## What is asked
Rewrite all lines of the items below, including their requests. Shift every polygon vertex coordinate in the answers up by 133, and leave the coordinates in the requests and their format samples unchanged.

[Dataset excerpt]
**********
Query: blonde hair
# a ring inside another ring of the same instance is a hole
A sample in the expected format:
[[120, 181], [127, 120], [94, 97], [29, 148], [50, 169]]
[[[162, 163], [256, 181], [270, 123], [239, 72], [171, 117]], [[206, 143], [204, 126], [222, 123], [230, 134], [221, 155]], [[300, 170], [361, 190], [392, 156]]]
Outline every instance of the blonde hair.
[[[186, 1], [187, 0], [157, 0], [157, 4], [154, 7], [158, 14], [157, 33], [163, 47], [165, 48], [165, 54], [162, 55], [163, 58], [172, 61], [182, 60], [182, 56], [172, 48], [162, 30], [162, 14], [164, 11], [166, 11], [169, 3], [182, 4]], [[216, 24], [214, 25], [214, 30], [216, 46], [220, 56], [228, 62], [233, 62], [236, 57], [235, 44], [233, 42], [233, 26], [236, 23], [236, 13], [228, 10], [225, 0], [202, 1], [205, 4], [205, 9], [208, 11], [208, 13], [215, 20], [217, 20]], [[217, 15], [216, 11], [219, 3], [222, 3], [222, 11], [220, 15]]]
**********
## Written solution
Query: blonde hair
# a ring inside another ring of the same instance is a hole
A sample in the expected format:
[[120, 181], [127, 120], [94, 97], [29, 148], [50, 169]]
[[[162, 163], [256, 181], [270, 123], [239, 72], [171, 117]], [[206, 143], [204, 126], [222, 123], [230, 134], [221, 155]], [[300, 170], [361, 190], [392, 156]]]
Outline every instance of the blonde hair.
[[[319, 134], [320, 133], [290, 133], [290, 137], [287, 140], [291, 147], [290, 166], [296, 180], [298, 181], [298, 187], [295, 188], [296, 191], [305, 194], [315, 193], [315, 189], [305, 181], [295, 163], [295, 147], [297, 144], [299, 144], [302, 136], [315, 137]], [[349, 157], [347, 158], [347, 163], [349, 179], [353, 189], [361, 195], [366, 195], [369, 190], [368, 177], [366, 175], [366, 159], [369, 156], [369, 146], [361, 143], [358, 133], [335, 134], [338, 137], [338, 142], [341, 144], [341, 146], [348, 153], [350, 153]], [[350, 148], [349, 144], [352, 136], [355, 136], [355, 144], [353, 148]]]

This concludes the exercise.